WORKING DATA:
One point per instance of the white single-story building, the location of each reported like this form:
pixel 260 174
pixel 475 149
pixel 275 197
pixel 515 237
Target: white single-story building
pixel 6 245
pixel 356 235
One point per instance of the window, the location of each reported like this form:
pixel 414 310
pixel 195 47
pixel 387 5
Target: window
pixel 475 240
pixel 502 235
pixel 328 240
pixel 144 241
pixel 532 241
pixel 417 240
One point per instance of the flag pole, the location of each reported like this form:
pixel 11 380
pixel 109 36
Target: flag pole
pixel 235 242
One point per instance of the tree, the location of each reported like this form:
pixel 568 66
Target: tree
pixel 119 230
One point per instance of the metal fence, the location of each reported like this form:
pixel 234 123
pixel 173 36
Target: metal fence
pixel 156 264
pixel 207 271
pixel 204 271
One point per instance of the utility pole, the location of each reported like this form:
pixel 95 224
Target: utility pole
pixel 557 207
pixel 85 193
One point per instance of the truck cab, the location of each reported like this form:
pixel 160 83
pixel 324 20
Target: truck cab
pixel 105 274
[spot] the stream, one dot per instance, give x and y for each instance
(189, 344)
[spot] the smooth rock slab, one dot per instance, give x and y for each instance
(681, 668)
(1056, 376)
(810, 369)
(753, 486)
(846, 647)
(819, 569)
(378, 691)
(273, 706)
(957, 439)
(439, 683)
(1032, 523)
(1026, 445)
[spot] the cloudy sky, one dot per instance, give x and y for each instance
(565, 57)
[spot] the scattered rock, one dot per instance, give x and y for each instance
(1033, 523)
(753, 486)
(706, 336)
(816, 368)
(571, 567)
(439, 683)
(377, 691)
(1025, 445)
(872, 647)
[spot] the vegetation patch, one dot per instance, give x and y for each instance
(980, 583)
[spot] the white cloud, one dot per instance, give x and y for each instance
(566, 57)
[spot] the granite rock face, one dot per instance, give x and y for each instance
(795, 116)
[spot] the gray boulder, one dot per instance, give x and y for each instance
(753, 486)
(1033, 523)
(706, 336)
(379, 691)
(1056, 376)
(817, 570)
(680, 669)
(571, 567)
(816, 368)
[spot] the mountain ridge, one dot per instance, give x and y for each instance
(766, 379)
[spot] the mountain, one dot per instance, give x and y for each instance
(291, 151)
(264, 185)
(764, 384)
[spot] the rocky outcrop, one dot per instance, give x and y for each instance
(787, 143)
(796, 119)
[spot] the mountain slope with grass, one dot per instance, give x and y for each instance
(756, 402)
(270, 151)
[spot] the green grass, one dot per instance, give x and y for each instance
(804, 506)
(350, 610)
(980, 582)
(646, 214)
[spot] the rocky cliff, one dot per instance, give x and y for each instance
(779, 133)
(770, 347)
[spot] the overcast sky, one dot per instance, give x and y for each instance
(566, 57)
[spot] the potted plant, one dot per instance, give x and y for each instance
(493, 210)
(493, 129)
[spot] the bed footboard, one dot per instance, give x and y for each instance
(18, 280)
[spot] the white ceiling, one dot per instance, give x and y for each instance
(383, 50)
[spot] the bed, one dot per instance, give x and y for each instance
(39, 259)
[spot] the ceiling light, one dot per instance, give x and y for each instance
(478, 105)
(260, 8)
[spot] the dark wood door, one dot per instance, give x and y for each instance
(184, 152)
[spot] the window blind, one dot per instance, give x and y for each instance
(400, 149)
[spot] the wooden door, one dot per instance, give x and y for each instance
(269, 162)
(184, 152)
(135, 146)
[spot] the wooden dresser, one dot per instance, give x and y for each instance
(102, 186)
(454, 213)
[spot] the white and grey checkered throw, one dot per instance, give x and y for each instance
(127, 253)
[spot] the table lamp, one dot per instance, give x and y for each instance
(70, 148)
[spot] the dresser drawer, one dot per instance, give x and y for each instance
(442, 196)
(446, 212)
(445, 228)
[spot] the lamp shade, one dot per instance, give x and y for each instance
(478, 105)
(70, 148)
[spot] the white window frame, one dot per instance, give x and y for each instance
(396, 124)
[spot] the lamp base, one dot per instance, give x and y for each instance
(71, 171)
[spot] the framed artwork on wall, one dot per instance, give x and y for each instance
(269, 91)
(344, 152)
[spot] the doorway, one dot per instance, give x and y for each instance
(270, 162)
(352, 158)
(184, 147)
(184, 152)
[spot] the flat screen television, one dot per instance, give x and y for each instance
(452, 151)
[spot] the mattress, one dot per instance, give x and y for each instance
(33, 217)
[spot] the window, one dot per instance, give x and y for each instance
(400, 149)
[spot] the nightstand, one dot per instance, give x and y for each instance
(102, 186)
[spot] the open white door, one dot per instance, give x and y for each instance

EXERCISE AIM: Please reproduce all of the material exactly.

SOLUTION FOR THIS EXERCISE:
One point per instance of the white single-story building, the location of each reported like this form:
pixel 260 174
pixel 475 149
pixel 275 197
pixel 515 237
Target: white single-story building
pixel 6 245
pixel 356 235
One point per instance of the window, the location of each reported like this form:
pixel 414 310
pixel 195 47
pixel 387 5
Target: window
pixel 475 240
pixel 502 235
pixel 328 240
pixel 144 241
pixel 532 241
pixel 417 240
One point per instance of the flag pole, the location of each reported like this form:
pixel 11 380
pixel 109 36
Target: flag pole
pixel 235 242
One point per instance of the tree, the location of each reported like this form:
pixel 568 66
Target: tree
pixel 119 230
One point per instance of the metal fence, the location of each reported like this form:
pixel 234 123
pixel 173 36
Target: metal fence
pixel 156 264
pixel 207 271
pixel 204 271
One point per instance of the utility pole, the location of each reported like this form:
pixel 95 224
Target: utility pole
pixel 557 207
pixel 85 193
One point per instance of the truck cab, the location of each reported like this form:
pixel 160 83
pixel 324 20
Target: truck cab
pixel 105 274
[spot] the stream, one dot per instance, give x and y for each instance
(189, 344)
[spot] the smooth rock slab, one dot per instance, give x and y for each instance
(681, 668)
(1056, 376)
(810, 369)
(753, 486)
(846, 647)
(819, 569)
(378, 691)
(273, 706)
(957, 439)
(439, 683)
(1032, 523)
(1026, 445)
[spot] the cloudy sky, one dot per instance, give x and y for each instance
(565, 57)
[spot] the scattered rock, one dot per instance, give x and y for each instance
(1033, 523)
(753, 486)
(706, 336)
(816, 368)
(571, 567)
(439, 683)
(377, 691)
(1025, 445)
(872, 647)
[spot] the vegetation patch, one dot per instance, give x and y for each instance
(980, 583)
[spot] the white cloud, one dot per instance, give x and y for each instance
(566, 57)
[spot] the granite rock face, one dot per instance, give x and y for each instance
(795, 116)
[spot] the gray boulder, one dot per instance, give x and y for each instance
(753, 486)
(1033, 523)
(706, 336)
(379, 691)
(1056, 376)
(817, 570)
(680, 669)
(571, 567)
(816, 368)
[spot] the mountain ridge, one dot per instance, give x and y for each instance
(766, 379)
[spot] the mountain, one dot per instance, give x and y for each instance
(291, 151)
(264, 185)
(764, 384)
[spot] the rocky outcrop, one dot per instance, give x and y for each instance
(787, 143)
(796, 119)
[spot] the mountain slope with grass, one dot per instance, give x and y for each instance
(756, 402)
(270, 151)
[spot] the green grass, one dot per instance, give x and y for each instance
(804, 506)
(350, 610)
(980, 582)
(646, 214)
[spot] the rocky cliff, one dot per instance, give x and y for each instance
(779, 133)
(770, 347)
[spot] the overcast sky, one dot per instance, give x and y for each instance
(566, 57)
[spot] the potted plant, one dot per instance, give x and y for each instance
(493, 210)
(493, 129)
[spot] the bed footboard, one dot per instance, give x and y for each instance
(18, 280)
[spot] the white ceiling, one dot per instance, give x and y for each instance
(383, 50)
[spot] the bed, one dot per instance, give x and y for each instance
(39, 259)
[spot] the ceiling light, one dot per instance, give x and y for each instance
(478, 105)
(260, 8)
[spot] the dark wood door, one dot per instance, give x and y for each instance
(184, 152)
[spot] the window blind, one dot per instance, give x and y for each instance
(400, 149)
[spot] the wooden door, one dot per instance, give x and y for each instance
(269, 162)
(184, 152)
(135, 146)
[spot] the wooden dresser, one dot per instance, give x and y for each instance
(102, 186)
(454, 213)
[spot] the white and grey checkered throw, one dot per instance, give x and y for each instance
(127, 253)
[spot] the table lamp, one dot per instance, give x and y for each instance
(70, 148)
[spot] the dresser drawer, one dot per instance, give x and y for each instance
(442, 196)
(446, 212)
(445, 228)
[spot] the lamp shade, one dot per instance, give x and y for each instance
(478, 105)
(70, 148)
[spot] the white window frame, one dot per instance, give x and y for each instance
(396, 124)
[spot] the lamp base, one dot per instance, give x and y for each instance
(71, 171)
[spot] the framed artwork on wall, one dot per instance, give x and y for each instance
(269, 91)
(344, 152)
[spot] the doorway, one dot per instance, give x and y for each instance
(270, 162)
(352, 158)
(184, 147)
(184, 152)
[spot] the flat screen television, one dot per instance, give x and y for each instance
(452, 151)
[spot] the mattress, one dot per instance, give x and y for each instance
(33, 217)
[spot] the window, one dot per instance, give x and y for each instance
(400, 149)
[spot] the nightstand, one dot per instance, give x and y for each instance
(102, 186)
[spot] the open white door, one dot per instance, give x and y for each instance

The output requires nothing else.